## begin Provided passage
A System Without DBDOC - Analysis II

This analysis focuses on the 219 errors in this site where TSTQ blocks test blocks inappropriately. There are 209 inputs to TSTQ blocks being tested that do not have quality to test. In addition, quality is being tested on ten AO/L blocks that do not have quality on their input signal.  I began this analysis in the earlier article: A System Without DBDOC - Analysis I and continue it here. Keep in mind that this is a running power plant!

TSTQ Testing Blocks Without Quality

To keep this brief, the images will show the block being tested. Be confident that it is feeding a TSTQ block input and that the intended protection for the plant is simply not present. Also, you might not be familiar with the feature of DBDOC that shows lines that can carry quality in blue, to contrast with lines that cannot carry quality in black.

Engineering Errors

It turns out that, in this system, somebody did not get the point about the TSTQ block. Half of the errors show places where the logic state of a function block is [1] in the alarm condition, but that state is fed into a TSTQ block instead of affecting the process by being input to an OR operation directly.
## end Provided passage
## begin Extracted material
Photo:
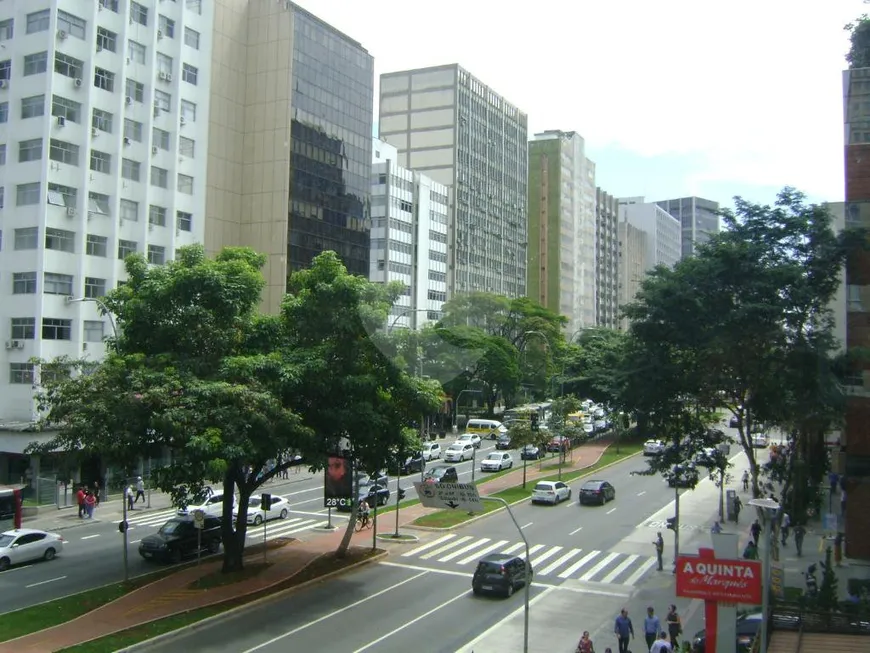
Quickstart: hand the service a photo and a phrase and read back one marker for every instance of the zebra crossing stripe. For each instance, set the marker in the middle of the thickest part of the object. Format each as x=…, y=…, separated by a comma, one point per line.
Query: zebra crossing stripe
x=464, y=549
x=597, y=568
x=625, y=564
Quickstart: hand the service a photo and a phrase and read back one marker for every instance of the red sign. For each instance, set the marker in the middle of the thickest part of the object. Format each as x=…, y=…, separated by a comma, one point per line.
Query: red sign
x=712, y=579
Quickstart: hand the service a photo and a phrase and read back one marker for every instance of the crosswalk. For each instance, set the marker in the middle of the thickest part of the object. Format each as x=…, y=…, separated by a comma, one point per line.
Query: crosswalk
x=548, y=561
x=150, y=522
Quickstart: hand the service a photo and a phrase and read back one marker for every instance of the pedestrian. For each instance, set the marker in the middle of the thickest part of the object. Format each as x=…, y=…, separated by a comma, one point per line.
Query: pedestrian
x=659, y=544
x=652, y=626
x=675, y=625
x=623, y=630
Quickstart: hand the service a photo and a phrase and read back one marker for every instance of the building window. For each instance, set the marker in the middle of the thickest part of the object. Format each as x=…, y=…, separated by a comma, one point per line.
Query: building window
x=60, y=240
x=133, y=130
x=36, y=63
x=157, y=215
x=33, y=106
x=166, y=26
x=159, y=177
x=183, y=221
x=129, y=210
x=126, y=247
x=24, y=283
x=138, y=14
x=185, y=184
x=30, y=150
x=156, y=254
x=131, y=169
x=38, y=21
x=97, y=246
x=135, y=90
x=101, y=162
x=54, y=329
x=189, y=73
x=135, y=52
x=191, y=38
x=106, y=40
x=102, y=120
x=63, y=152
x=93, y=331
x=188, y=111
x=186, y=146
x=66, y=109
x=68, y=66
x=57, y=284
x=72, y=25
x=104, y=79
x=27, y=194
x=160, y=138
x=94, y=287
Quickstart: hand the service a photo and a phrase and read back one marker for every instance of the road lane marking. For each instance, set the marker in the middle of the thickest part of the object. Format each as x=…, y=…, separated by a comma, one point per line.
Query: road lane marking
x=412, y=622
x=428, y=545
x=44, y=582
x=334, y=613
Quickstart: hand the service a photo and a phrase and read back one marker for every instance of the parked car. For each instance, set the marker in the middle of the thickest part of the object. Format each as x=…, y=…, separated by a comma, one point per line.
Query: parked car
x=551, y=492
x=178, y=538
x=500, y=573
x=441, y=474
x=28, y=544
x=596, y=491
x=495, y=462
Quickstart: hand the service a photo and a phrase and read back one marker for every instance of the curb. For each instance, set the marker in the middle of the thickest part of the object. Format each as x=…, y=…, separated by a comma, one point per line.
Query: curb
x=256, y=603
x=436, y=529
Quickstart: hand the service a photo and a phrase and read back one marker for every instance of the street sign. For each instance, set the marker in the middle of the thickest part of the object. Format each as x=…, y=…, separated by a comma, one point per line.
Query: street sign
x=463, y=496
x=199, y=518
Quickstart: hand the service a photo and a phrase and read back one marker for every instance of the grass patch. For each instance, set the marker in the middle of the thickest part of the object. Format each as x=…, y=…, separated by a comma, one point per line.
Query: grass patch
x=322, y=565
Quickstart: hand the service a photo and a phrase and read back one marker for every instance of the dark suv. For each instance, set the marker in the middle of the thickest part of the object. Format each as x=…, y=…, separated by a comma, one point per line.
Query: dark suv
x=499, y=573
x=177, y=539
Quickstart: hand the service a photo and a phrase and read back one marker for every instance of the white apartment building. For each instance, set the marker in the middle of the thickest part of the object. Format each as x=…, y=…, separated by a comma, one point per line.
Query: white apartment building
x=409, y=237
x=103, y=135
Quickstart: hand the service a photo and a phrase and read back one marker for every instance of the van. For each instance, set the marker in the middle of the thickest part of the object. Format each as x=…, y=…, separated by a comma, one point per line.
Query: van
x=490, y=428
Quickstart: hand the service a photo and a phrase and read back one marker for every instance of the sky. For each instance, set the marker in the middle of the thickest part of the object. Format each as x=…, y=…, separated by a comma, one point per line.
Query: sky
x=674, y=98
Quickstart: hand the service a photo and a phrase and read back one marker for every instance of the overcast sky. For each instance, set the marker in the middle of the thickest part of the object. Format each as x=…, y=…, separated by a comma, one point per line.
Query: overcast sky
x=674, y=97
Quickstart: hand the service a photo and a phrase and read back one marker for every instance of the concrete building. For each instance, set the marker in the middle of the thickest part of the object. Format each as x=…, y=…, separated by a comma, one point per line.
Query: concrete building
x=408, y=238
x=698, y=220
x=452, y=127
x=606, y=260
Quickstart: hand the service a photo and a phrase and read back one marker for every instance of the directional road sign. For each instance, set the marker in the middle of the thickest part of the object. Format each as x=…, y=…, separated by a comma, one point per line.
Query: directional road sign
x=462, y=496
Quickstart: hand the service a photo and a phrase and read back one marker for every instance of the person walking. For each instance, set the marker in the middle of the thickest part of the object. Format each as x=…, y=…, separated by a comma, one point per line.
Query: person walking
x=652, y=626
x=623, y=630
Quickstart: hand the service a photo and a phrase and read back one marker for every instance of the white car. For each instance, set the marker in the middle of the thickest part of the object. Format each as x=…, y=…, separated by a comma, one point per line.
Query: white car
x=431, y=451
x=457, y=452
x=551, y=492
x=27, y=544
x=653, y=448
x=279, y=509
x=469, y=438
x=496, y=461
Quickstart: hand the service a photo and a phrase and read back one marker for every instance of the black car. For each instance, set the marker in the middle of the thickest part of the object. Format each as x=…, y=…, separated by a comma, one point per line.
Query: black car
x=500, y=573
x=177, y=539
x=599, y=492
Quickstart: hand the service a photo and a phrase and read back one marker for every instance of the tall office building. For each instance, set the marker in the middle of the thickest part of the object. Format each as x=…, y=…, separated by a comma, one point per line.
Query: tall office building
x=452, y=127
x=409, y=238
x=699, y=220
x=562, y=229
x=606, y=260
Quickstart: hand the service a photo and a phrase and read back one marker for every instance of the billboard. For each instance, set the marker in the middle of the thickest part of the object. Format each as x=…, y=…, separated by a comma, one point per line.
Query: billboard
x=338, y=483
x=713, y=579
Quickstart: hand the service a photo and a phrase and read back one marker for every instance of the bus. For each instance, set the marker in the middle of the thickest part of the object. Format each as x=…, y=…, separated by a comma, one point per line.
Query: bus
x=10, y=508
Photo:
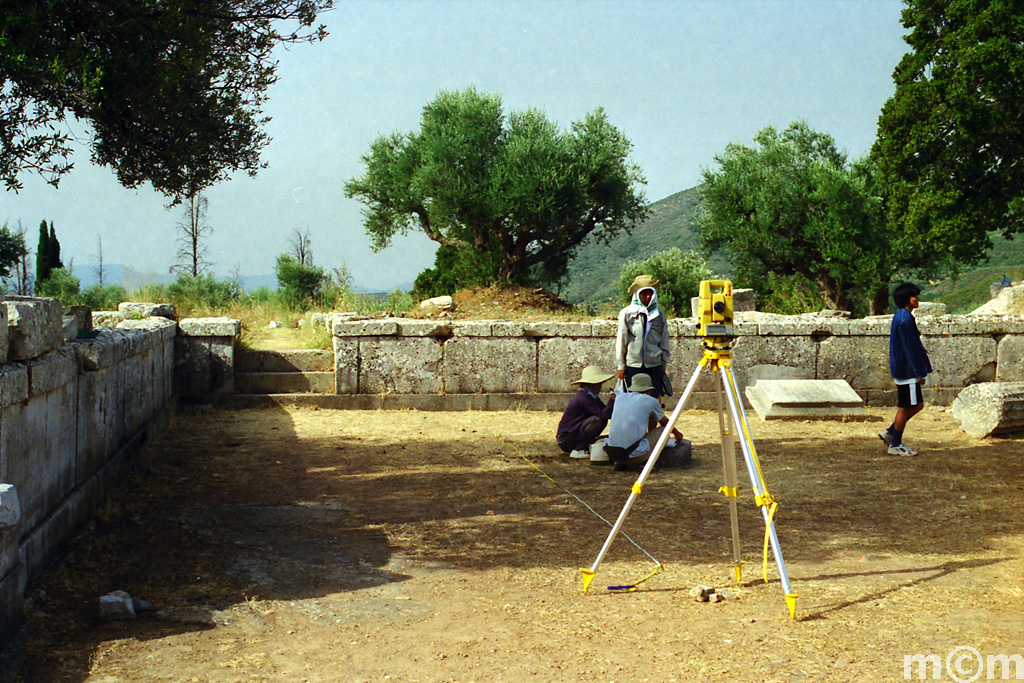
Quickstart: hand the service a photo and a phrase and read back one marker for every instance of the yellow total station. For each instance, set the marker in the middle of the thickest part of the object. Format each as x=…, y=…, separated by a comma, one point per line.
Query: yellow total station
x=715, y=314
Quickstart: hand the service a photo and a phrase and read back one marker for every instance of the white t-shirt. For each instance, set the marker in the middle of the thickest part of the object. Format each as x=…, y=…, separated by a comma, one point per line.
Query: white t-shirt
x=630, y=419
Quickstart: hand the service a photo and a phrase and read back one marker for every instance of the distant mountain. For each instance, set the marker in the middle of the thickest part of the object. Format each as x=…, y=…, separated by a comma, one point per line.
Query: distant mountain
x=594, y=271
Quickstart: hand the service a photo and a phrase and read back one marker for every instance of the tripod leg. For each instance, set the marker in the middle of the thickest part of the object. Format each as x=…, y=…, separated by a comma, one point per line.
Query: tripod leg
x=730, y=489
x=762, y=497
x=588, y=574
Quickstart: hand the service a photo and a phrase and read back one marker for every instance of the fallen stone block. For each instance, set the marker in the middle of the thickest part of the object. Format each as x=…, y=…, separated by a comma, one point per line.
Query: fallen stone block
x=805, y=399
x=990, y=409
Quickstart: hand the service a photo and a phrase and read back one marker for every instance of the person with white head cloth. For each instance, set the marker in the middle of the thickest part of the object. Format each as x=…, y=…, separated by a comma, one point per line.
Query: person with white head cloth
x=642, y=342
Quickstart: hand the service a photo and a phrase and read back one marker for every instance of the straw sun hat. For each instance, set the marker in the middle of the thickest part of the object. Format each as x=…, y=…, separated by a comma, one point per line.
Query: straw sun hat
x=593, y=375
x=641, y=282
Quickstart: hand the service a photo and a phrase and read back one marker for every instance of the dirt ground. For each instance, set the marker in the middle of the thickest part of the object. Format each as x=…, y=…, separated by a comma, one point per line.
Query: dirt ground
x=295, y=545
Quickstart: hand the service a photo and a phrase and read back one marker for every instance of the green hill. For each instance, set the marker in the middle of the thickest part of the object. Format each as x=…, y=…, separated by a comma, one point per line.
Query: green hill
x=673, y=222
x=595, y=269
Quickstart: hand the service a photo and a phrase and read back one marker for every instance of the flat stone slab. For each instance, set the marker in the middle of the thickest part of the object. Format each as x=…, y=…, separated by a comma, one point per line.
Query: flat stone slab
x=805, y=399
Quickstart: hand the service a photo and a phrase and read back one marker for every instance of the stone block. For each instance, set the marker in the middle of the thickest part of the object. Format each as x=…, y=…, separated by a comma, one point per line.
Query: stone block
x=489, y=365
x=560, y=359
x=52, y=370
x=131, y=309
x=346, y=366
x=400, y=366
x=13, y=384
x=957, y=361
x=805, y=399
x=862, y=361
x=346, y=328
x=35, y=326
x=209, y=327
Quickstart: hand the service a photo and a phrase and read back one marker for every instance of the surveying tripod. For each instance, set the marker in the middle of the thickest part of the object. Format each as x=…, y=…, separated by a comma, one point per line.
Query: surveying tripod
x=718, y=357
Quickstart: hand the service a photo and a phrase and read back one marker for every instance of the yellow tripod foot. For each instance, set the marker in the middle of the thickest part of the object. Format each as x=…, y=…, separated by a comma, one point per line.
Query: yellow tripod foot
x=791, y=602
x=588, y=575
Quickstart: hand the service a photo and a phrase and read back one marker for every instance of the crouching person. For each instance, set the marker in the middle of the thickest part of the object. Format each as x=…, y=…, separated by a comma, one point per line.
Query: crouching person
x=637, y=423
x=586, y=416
## end Extracted material
**What to do**
Retype the part of the TSTQ analysis above between "It turns out" and "OR operation directly.", inclusive.

**Solution to the problem**
It turns out that, in this system, somebody did not get the point about the TSTQ block. Half of the errors show places where the logic state of a function block is [1] in the alarm condition, but that state is fed into a TSTQ block instead of affecting the process by being input to an OR operation directly.